• _EXERCISE TASK_
Below are the records. Reproduce exactly the lines from the one containing "Task: for the roadway count, mark the pale" through the final line, and omit any pictures.

Rows from a pointing dataset
[START]

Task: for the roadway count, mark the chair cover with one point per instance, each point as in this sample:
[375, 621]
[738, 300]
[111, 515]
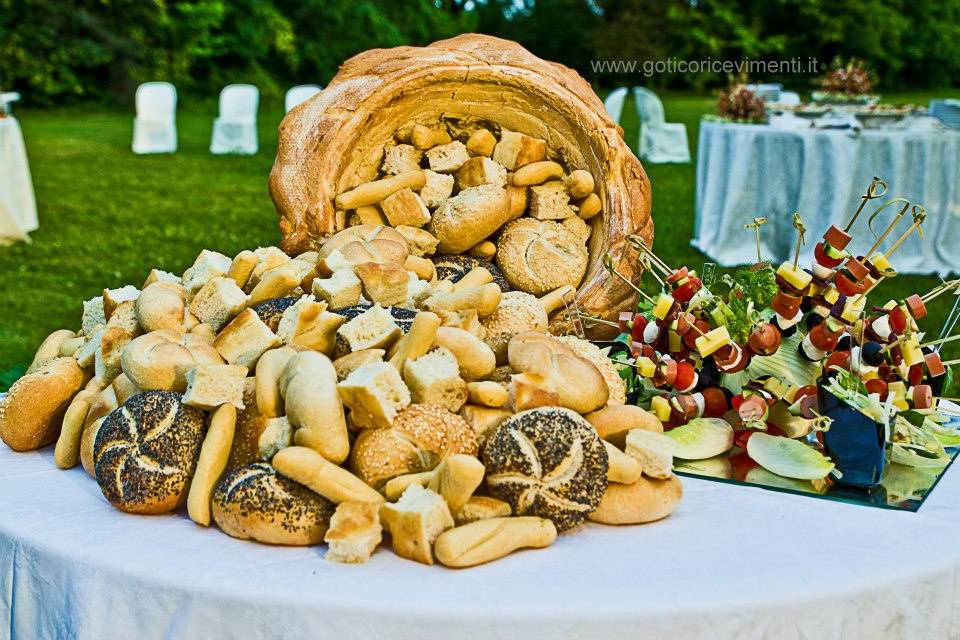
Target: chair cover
[235, 130]
[614, 103]
[299, 94]
[155, 125]
[789, 98]
[660, 141]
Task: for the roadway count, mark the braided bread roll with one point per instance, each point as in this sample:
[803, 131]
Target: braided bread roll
[334, 141]
[146, 452]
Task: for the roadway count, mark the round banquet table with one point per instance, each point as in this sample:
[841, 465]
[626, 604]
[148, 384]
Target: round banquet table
[733, 561]
[746, 170]
[18, 209]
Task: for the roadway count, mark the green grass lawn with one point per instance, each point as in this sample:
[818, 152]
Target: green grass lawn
[108, 216]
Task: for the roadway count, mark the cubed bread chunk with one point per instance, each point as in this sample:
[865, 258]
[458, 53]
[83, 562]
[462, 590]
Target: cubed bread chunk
[447, 158]
[385, 285]
[211, 385]
[481, 170]
[245, 339]
[375, 328]
[340, 290]
[405, 207]
[550, 201]
[355, 531]
[400, 158]
[415, 522]
[208, 265]
[517, 149]
[654, 452]
[218, 302]
[434, 378]
[374, 393]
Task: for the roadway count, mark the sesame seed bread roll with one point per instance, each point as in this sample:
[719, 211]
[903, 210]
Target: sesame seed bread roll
[254, 502]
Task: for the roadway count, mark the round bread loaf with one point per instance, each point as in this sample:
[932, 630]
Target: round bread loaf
[254, 502]
[421, 435]
[32, 412]
[146, 452]
[645, 500]
[538, 256]
[547, 462]
[270, 311]
[456, 266]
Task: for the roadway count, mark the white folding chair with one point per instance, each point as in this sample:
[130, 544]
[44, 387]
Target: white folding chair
[155, 125]
[614, 103]
[299, 94]
[789, 98]
[660, 141]
[235, 130]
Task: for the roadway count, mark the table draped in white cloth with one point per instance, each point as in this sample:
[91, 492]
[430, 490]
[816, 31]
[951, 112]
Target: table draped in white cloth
[732, 562]
[18, 209]
[745, 171]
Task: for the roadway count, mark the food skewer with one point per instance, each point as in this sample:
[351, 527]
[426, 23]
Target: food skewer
[755, 225]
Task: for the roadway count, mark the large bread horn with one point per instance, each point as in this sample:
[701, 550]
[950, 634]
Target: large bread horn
[335, 140]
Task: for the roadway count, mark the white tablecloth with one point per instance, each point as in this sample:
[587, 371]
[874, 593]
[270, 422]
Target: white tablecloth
[18, 209]
[734, 562]
[755, 170]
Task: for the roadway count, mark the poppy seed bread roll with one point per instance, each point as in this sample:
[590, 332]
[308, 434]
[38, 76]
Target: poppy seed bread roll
[540, 256]
[547, 462]
[256, 503]
[469, 217]
[146, 452]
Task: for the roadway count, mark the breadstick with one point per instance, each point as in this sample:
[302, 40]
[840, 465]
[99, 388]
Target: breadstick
[474, 278]
[66, 454]
[491, 539]
[374, 192]
[622, 468]
[312, 470]
[420, 339]
[50, 348]
[275, 283]
[213, 460]
[424, 137]
[590, 206]
[554, 300]
[242, 267]
[537, 173]
[269, 368]
[481, 143]
[579, 184]
[485, 299]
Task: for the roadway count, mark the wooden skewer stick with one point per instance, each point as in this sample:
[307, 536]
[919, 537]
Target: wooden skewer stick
[801, 237]
[755, 225]
[871, 194]
[608, 265]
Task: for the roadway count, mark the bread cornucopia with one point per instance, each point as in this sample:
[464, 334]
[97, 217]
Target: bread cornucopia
[357, 381]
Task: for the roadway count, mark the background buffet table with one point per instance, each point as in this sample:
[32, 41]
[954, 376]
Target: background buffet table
[759, 170]
[733, 562]
[18, 209]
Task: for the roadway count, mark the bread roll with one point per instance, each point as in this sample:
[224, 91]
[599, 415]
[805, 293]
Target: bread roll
[547, 462]
[420, 436]
[146, 452]
[613, 422]
[33, 410]
[256, 503]
[309, 388]
[469, 217]
[487, 540]
[539, 256]
[645, 500]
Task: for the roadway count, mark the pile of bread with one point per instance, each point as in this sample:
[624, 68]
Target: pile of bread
[340, 393]
[466, 191]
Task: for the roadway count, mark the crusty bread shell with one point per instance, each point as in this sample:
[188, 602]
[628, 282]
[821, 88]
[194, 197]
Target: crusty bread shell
[335, 141]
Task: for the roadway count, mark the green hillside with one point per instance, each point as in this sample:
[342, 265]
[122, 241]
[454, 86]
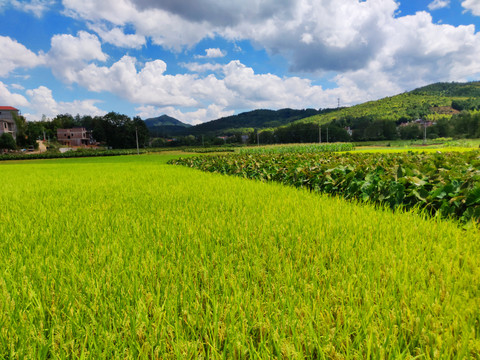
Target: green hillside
[259, 119]
[431, 102]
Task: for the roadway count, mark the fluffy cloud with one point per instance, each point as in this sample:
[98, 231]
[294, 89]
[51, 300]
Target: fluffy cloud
[473, 6]
[164, 28]
[236, 87]
[438, 4]
[11, 99]
[117, 37]
[36, 7]
[201, 68]
[14, 55]
[370, 50]
[41, 99]
[212, 53]
[69, 54]
[190, 117]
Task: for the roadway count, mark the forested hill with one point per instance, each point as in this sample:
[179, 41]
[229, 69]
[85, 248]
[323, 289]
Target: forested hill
[471, 89]
[166, 126]
[259, 119]
[432, 102]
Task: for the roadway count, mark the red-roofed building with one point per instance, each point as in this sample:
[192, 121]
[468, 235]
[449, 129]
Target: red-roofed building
[7, 120]
[74, 137]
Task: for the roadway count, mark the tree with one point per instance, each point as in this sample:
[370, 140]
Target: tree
[7, 142]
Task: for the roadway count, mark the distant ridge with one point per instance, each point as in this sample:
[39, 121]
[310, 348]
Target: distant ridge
[257, 119]
[164, 120]
[163, 126]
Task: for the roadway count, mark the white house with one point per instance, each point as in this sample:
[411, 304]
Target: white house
[7, 120]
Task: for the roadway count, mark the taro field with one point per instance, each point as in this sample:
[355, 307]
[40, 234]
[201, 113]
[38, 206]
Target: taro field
[132, 258]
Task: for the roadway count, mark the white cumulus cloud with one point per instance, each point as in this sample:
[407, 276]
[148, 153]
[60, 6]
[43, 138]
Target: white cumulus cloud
[212, 53]
[43, 102]
[438, 4]
[117, 37]
[69, 54]
[8, 98]
[473, 6]
[15, 55]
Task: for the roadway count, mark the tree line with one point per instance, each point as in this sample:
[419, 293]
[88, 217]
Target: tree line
[113, 129]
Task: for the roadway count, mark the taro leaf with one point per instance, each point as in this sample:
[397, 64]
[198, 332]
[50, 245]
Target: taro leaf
[415, 180]
[400, 172]
[420, 194]
[440, 193]
[473, 197]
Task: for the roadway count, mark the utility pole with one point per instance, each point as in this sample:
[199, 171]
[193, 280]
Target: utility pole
[424, 132]
[136, 138]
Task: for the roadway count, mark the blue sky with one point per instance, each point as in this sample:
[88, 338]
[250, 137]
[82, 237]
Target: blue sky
[198, 60]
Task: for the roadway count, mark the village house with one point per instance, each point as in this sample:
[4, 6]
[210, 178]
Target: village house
[74, 137]
[7, 120]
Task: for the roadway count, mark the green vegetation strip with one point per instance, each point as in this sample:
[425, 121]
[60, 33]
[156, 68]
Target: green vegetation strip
[443, 184]
[126, 257]
[296, 148]
[72, 154]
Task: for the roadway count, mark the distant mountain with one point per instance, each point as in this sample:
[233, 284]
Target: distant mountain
[432, 101]
[164, 120]
[452, 89]
[165, 125]
[258, 119]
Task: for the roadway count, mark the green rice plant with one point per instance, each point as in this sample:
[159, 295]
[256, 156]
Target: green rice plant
[443, 184]
[129, 258]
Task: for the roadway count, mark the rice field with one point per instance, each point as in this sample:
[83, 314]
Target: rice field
[130, 258]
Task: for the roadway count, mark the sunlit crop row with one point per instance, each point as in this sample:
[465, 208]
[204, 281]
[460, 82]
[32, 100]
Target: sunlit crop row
[127, 257]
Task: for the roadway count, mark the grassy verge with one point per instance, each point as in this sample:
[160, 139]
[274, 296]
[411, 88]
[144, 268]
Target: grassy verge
[127, 257]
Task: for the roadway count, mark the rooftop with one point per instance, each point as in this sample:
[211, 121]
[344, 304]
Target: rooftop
[8, 108]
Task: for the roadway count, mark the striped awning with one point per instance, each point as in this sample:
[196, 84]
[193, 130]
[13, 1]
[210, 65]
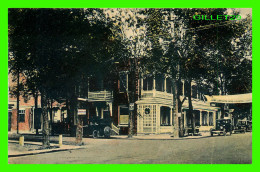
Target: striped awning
[238, 98]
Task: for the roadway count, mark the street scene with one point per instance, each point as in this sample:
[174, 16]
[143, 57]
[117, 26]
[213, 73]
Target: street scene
[163, 149]
[130, 86]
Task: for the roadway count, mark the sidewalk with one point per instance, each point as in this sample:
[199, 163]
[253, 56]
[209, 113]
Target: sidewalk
[33, 148]
[33, 143]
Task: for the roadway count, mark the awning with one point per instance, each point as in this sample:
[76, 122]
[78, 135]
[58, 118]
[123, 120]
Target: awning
[238, 98]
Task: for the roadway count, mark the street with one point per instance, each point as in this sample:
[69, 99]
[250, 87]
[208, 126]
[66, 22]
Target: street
[235, 149]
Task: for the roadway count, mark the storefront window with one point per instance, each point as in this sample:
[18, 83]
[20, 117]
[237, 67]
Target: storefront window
[204, 118]
[165, 116]
[123, 115]
[159, 83]
[123, 81]
[168, 85]
[210, 118]
[21, 115]
[148, 83]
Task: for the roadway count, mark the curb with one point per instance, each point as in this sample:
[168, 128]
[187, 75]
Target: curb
[43, 151]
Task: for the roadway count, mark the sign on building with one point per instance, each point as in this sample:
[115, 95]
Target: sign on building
[82, 112]
[131, 106]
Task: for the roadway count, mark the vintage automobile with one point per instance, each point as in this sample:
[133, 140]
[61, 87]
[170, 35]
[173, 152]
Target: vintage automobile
[243, 126]
[98, 127]
[223, 126]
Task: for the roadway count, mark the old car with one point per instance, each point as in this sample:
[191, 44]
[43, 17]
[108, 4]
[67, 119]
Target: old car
[242, 126]
[98, 127]
[223, 126]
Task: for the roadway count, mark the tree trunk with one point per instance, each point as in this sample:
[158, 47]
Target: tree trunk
[51, 118]
[132, 100]
[35, 107]
[180, 107]
[190, 111]
[18, 103]
[45, 130]
[175, 110]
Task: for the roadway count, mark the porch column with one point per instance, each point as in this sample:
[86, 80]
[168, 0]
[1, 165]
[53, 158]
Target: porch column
[207, 118]
[171, 117]
[154, 83]
[185, 118]
[164, 84]
[183, 93]
[214, 118]
[142, 83]
[200, 117]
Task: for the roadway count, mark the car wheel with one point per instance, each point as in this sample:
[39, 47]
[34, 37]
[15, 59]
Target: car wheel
[224, 133]
[107, 132]
[95, 134]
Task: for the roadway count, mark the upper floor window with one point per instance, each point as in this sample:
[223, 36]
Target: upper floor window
[148, 83]
[159, 83]
[123, 76]
[21, 115]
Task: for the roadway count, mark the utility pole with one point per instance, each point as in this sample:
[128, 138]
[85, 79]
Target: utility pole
[175, 104]
[18, 96]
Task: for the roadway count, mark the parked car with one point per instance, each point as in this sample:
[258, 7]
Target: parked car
[223, 126]
[240, 127]
[243, 126]
[99, 127]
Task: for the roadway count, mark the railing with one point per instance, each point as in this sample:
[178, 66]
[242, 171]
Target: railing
[100, 96]
[115, 129]
[157, 94]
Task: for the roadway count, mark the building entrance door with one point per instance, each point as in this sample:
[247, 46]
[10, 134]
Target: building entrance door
[9, 120]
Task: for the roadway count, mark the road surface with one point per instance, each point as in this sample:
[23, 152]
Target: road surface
[235, 149]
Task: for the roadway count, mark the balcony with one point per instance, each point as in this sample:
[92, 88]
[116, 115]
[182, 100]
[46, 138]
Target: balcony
[158, 97]
[100, 96]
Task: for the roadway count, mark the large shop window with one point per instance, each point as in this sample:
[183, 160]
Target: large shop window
[204, 118]
[194, 91]
[159, 83]
[148, 83]
[165, 116]
[168, 85]
[123, 115]
[211, 119]
[123, 81]
[197, 117]
[21, 115]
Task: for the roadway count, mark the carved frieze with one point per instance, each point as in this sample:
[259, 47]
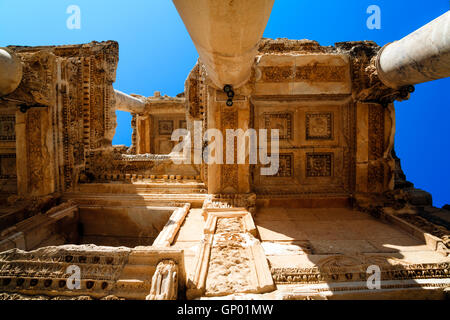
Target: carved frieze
[319, 164]
[279, 121]
[8, 166]
[165, 127]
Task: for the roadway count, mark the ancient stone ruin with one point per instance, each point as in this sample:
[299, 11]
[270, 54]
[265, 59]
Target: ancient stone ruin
[137, 224]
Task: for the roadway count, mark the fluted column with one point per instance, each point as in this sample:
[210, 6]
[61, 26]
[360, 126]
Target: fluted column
[422, 56]
[226, 35]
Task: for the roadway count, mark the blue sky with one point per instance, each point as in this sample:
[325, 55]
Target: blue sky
[156, 54]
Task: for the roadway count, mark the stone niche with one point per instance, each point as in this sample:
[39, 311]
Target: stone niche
[68, 223]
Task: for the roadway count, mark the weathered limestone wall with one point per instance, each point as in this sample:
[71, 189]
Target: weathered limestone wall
[422, 56]
[69, 90]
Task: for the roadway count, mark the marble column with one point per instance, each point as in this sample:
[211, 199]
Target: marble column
[422, 56]
[10, 71]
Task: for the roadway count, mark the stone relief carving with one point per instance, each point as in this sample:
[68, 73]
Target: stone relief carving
[281, 122]
[164, 281]
[319, 164]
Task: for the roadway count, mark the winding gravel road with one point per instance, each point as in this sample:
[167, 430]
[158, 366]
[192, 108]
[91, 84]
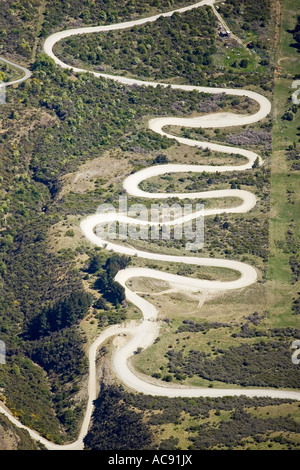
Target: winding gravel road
[144, 333]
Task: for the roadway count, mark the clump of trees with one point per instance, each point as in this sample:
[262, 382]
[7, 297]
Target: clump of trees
[105, 283]
[115, 425]
[62, 314]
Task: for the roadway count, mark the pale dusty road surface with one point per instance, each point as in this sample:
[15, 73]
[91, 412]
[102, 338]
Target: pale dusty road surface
[142, 335]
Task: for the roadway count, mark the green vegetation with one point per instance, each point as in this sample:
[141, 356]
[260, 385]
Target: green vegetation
[284, 222]
[182, 423]
[57, 121]
[185, 46]
[13, 438]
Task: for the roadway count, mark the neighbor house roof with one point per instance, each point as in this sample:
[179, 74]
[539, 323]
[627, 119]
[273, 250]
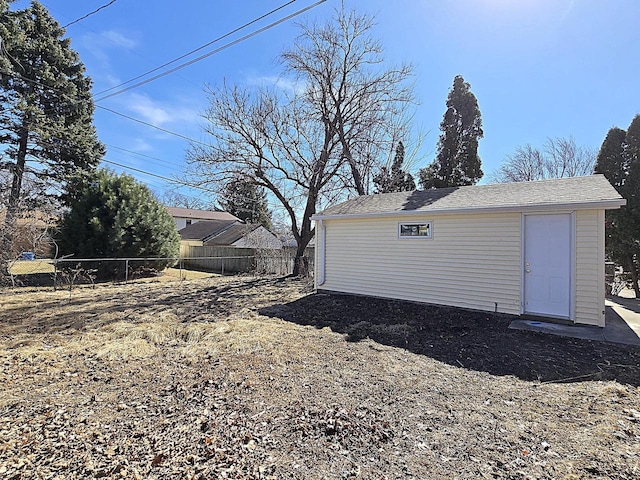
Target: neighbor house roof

[END]

• _EXERCISE RESULT_
Task: for the roadway count, mark the pale dusty road surface with one point per instance, each point as in this sample:
[15, 73]
[91, 412]
[102, 338]
Target: pale dusty road surface
[142, 335]
Task: for the roadway count, mark the green vegetation with one point per instance, each point as in this sample:
[141, 356]
[260, 385]
Target: green vegetation
[284, 222]
[182, 423]
[57, 121]
[185, 46]
[13, 438]
Task: for the roadway count, mark the neighbor house roof with one point per instance, each point as in this sample:
[179, 74]
[539, 323]
[627, 119]
[273, 250]
Target: neighbor house roof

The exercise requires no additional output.